* _Exercise directions_
The lines below that include the word "kindly" are to be reported.

[Records from a collection]
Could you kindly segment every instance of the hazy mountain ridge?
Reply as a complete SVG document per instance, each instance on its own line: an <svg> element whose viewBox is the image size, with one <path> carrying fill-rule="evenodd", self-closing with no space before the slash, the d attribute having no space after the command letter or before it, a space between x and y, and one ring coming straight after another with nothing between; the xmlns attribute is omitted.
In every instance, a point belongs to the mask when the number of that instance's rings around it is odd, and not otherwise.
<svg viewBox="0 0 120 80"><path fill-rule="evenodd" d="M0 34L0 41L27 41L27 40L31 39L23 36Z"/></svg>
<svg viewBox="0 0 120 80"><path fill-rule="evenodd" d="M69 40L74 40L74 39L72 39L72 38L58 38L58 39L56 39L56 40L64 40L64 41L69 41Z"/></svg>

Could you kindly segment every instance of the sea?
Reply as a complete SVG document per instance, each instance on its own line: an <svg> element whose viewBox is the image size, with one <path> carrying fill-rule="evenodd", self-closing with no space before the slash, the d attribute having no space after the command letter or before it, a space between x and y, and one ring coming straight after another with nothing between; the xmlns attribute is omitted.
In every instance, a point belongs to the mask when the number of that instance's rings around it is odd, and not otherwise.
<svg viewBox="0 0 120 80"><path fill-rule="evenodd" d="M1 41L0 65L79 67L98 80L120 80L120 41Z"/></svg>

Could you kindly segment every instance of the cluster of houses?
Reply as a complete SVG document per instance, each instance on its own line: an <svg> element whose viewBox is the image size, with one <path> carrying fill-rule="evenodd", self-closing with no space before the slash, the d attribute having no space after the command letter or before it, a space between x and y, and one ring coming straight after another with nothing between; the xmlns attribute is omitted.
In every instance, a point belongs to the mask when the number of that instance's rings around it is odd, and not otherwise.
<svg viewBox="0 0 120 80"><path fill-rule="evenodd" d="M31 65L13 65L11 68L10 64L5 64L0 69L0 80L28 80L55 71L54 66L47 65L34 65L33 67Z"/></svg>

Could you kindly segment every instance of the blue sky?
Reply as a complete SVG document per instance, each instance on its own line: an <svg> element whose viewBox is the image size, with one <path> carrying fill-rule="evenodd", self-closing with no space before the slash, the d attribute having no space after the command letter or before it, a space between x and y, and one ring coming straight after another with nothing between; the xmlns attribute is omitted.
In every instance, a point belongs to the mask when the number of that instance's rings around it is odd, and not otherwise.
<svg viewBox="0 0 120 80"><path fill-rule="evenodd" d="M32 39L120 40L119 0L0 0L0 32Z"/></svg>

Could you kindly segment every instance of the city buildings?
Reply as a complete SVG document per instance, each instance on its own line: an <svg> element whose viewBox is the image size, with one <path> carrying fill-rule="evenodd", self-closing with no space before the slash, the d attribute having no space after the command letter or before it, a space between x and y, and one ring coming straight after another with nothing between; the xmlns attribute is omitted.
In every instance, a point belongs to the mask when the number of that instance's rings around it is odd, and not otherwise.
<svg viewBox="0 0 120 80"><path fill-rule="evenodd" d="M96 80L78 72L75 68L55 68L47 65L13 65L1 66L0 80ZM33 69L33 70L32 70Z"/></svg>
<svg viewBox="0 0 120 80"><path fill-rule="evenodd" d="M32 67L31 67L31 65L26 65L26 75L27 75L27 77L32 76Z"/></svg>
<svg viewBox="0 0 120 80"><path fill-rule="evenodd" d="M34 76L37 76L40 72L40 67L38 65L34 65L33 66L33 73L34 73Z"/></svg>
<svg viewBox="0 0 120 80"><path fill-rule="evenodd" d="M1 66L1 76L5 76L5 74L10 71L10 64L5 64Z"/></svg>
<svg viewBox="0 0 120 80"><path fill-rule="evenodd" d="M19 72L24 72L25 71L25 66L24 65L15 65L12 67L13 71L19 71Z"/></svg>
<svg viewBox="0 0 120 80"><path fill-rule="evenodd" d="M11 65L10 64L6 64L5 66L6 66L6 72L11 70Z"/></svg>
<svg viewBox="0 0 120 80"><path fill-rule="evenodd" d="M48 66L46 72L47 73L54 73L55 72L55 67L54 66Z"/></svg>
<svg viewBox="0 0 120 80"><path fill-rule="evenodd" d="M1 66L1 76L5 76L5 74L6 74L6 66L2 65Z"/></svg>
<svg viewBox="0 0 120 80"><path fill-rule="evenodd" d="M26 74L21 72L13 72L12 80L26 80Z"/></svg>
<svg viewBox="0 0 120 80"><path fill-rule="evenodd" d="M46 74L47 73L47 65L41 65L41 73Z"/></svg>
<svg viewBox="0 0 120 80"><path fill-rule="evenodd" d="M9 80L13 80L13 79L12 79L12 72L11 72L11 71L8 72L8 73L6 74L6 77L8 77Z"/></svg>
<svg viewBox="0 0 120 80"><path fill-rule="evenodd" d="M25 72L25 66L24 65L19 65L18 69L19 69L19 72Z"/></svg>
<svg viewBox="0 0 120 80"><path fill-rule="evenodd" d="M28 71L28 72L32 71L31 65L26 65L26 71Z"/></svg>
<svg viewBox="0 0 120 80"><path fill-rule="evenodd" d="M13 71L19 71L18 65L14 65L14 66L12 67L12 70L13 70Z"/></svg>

* _Problem solution_
Could you kindly segment every instance of the hazy mountain ridge?
Could you kindly segment every instance of the sea?
Could you kindly segment every instance of the cluster of houses?
Could you kindly segment every instance of the blue sky?
Could you kindly segment every instance of the city buildings?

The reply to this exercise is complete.